Update the rows below by replacing "queried phrase" with "requested phrase" wherever it occurs. Leave every other line unchanged.

Stored dataset items
_ _ _
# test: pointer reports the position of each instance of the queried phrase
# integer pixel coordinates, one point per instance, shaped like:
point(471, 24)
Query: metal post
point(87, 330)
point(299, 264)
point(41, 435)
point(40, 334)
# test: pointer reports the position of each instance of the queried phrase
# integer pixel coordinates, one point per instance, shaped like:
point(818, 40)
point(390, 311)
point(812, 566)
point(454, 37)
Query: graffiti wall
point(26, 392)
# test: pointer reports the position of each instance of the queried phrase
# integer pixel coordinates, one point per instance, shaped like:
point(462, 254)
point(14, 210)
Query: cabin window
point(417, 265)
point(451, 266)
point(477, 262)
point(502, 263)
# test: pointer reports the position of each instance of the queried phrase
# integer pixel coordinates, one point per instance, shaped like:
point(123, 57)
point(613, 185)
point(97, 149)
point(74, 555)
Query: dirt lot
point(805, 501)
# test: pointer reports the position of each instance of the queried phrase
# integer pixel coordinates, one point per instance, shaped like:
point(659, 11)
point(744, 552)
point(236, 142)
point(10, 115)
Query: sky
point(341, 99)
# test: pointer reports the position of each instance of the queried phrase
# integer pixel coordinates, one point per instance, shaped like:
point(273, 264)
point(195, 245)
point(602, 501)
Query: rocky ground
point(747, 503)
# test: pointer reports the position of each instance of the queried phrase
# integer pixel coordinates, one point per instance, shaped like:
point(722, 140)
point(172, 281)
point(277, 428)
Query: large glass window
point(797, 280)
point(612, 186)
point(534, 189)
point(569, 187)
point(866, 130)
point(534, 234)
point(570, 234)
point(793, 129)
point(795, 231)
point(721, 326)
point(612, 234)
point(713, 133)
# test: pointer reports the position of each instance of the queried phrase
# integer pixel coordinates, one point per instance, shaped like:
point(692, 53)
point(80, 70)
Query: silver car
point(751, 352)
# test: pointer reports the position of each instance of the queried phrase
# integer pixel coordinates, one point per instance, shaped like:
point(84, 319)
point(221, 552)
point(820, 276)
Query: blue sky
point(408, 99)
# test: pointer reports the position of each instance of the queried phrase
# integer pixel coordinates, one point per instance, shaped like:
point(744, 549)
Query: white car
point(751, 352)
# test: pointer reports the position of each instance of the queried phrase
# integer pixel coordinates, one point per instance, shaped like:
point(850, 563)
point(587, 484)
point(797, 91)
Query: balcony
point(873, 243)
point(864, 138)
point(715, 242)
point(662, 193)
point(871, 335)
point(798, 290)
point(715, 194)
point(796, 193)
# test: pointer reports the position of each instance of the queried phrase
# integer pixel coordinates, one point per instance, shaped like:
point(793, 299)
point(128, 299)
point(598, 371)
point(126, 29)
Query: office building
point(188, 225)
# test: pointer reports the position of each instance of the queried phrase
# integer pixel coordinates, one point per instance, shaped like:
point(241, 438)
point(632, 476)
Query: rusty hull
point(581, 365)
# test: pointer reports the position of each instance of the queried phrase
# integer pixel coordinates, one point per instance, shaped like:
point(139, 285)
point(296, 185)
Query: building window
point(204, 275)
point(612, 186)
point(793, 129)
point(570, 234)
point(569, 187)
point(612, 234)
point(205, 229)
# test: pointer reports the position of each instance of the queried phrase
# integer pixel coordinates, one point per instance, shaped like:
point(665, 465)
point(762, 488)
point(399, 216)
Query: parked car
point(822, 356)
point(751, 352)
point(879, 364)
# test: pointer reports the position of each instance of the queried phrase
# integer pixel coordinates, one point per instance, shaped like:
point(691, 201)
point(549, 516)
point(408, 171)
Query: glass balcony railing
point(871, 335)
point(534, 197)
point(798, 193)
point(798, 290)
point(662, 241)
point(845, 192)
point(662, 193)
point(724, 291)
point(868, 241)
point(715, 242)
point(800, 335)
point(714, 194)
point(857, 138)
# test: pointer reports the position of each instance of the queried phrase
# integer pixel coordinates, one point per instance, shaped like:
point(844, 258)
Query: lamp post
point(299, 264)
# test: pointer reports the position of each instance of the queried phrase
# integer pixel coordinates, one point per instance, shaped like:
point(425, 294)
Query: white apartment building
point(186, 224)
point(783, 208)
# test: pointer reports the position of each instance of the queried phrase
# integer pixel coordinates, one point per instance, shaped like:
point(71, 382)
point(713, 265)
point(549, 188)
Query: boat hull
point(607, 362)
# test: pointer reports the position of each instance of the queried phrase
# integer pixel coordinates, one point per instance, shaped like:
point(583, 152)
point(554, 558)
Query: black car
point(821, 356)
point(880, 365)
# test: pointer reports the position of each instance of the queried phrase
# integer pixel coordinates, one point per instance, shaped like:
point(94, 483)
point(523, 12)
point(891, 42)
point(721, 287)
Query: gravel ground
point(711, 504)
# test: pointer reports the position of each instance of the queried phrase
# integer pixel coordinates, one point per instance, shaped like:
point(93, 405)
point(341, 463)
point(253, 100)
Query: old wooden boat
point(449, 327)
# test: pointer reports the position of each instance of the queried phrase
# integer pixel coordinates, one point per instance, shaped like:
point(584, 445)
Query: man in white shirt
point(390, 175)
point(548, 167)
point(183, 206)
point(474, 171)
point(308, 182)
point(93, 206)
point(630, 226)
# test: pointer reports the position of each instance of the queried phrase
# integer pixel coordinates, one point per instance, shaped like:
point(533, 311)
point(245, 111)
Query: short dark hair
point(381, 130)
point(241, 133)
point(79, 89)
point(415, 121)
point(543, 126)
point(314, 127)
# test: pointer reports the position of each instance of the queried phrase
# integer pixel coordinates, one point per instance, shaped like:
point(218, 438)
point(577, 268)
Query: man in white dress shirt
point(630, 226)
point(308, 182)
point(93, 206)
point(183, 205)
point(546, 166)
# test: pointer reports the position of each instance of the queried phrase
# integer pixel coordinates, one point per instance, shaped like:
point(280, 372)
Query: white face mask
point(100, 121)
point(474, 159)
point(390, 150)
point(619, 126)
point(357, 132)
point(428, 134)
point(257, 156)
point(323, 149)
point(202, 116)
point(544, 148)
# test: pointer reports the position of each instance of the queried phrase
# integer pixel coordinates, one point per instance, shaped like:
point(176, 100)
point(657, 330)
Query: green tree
_ _ _
• The solution
# test: pointer reports the position of each instance of the requested phrase
# integer pixel coordinates, one point per instance, shaped like:
point(471, 24)
Query: metal post
point(87, 330)
point(299, 264)
point(41, 435)
point(40, 334)
# test: pointer reports the position of each instance of the requested phrase
# integer pixel coordinates, one point per instance, shaped like:
point(818, 40)
point(390, 311)
point(812, 566)
point(454, 37)
Query: graffiti wall
point(26, 392)
# test: pointer reports the position of each instance of the requested phrase
# integer pixel coordinates, one point per instance, shaped like:
point(462, 254)
point(14, 210)
Query: cabin window
point(417, 265)
point(451, 266)
point(477, 262)
point(502, 263)
# test: pointer reports the position of each instance of the requested phrase
# integer pixel coordinates, one point per instance, shaped like:
point(123, 57)
point(613, 185)
point(97, 149)
point(74, 555)
Query: dirt lot
point(805, 501)
# test: pointer reports the position of each instance of the requested phrase
# integer pixel coordinates, one point per instance, shaped like:
point(659, 11)
point(744, 552)
point(236, 142)
point(10, 115)
Query: sky
point(341, 99)
# test: pointer reports the position of each instance of the requested phrase
# integer pixel coordinates, one point per instance, shaped like:
point(273, 264)
point(195, 245)
point(602, 501)
Query: rocky ground
point(747, 503)
# test: pointer reports the position of each instance of the requested phrase
# integer pixel coordinates, one point per instance, shaped like:
point(722, 140)
point(172, 281)
point(277, 428)
Query: large glass window
point(797, 280)
point(612, 186)
point(534, 189)
point(569, 187)
point(866, 130)
point(534, 234)
point(570, 234)
point(793, 129)
point(795, 231)
point(721, 326)
point(612, 234)
point(713, 133)
# test: pointer reports the position of each instance of the requested phrase
# integer pixel coordinates, one point per instance, shaped like:
point(692, 53)
point(80, 70)
Query: silver car
point(751, 352)
# test: pointer reports the position of each instance of the requested phrase
# integer pixel coordinates, one point per instance, shaped like:
point(84, 319)
point(221, 552)
point(820, 276)
Query: blue sky
point(408, 99)
# test: pointer reports the position of each instance of the requested phrase
# integer pixel coordinates, one point per instance, shaped like:
point(744, 549)
Query: white car
point(751, 352)
# test: pointer reports the position of each instance of the requested phrase
# integer pixel coordinates, one point per instance, shaped like:
point(850, 563)
point(587, 484)
point(797, 91)
Query: balcony
point(873, 243)
point(864, 138)
point(715, 242)
point(662, 193)
point(871, 335)
point(798, 290)
point(715, 194)
point(796, 193)
# test: pointer reports the position of each instance of the requested phrase
# integer pixel coordinates, one point per instance, shaped like:
point(793, 299)
point(128, 299)
point(598, 371)
point(126, 29)
Query: office building
point(188, 225)
# test: pointer reports the position of each instance of the requested phrase
# integer pixel coordinates, one point per instance, shaped like:
point(241, 438)
point(632, 476)
Query: rusty hull
point(581, 365)
# test: pointer reports the position of each instance of the requested phrase
# integer pixel coordinates, one point per instance, shaped like:
point(139, 285)
point(296, 185)
Query: building window
point(204, 275)
point(612, 186)
point(793, 129)
point(570, 234)
point(569, 187)
point(612, 234)
point(205, 229)
# test: pointer reports the position of each instance of the requested phrase
# integer pixel coordinates, one point per instance, shaped like:
point(665, 465)
point(762, 488)
point(399, 216)
Query: parked car
point(822, 356)
point(751, 352)
point(879, 364)
# test: pointer reports the position of each instance of the requested phrase
# integer pixel coordinates, one point per instance, shaped like:
point(691, 201)
point(549, 516)
point(408, 171)
Query: glass balcony railing
point(871, 335)
point(534, 197)
point(798, 193)
point(798, 290)
point(662, 241)
point(845, 192)
point(662, 193)
point(724, 291)
point(868, 241)
point(715, 242)
point(800, 335)
point(714, 194)
point(857, 138)
# test: pointer reports the position of each instance of the requested phrase
# integer pixel coordinates, one point per instance, shaped like:
point(844, 258)
Query: lamp post
point(299, 264)
# test: pointer reports the position of each instance of the requested phrase
# integer pixel coordinates, one point per instance, shaped like:
point(425, 294)
Query: white apartment building
point(186, 224)
point(783, 208)
# test: pointer reports the position of each instance of the requested phrase
# integer pixel coordinates, one point per instance, shaped like:
point(71, 382)
point(713, 265)
point(549, 188)
Query: boat hull
point(607, 362)
# test: pointer reports the position of each instance of the requested phrase
# integer pixel coordinates, one point per instance, shaped like:
point(583, 152)
point(554, 558)
Query: black car
point(821, 356)
point(880, 365)
# test: pointer reports the position of each instance of the requested phrase
# integer pixel coordinates, one point per instance, shaped like:
point(94, 483)
point(523, 12)
point(891, 42)
point(721, 287)
Query: gravel ground
point(711, 504)
# test: pointer reports the position of each instance of the requested phrase
# integer pixel coordinates, one point per instance, shaped like:
point(93, 405)
point(341, 463)
point(253, 100)
Query: old wooden boat
point(449, 327)
# test: pointer reports the position of each instance of the requested phrase
# integer pixel coordinates, one point per instance, shaped like:
point(584, 445)
Query: man in white shirt
point(390, 175)
point(548, 167)
point(183, 206)
point(474, 171)
point(308, 182)
point(93, 206)
point(630, 226)
# test: pointer reports the position of each instance of the requested phrase
# integer pixel coordinates, one point per instance, shaped like:
point(533, 311)
point(245, 111)
Query: short dark hair
point(381, 130)
point(241, 133)
point(79, 89)
point(415, 121)
point(543, 126)
point(314, 127)
# test: pointer reports the position of each instance of the requested phrase
# integer pixel coordinates, one point per instance, shaped like:
point(218, 438)
point(577, 268)
Query: man in white dress shirt
point(630, 226)
point(308, 182)
point(93, 206)
point(183, 205)
point(546, 166)
# test: pointer reports the position of each instance of the requested phrase
# integer pixel coordinates, one point per instance, shaped like:
point(280, 372)
Query: white face mask
point(100, 121)
point(474, 159)
point(390, 150)
point(619, 126)
point(357, 132)
point(428, 134)
point(257, 156)
point(323, 149)
point(202, 116)
point(544, 148)
# test: pointer reports the position of each instance of the requested phrase
# integer pixel coordinates, one point per instance, shaped like:
point(176, 100)
point(657, 330)
Query: green tree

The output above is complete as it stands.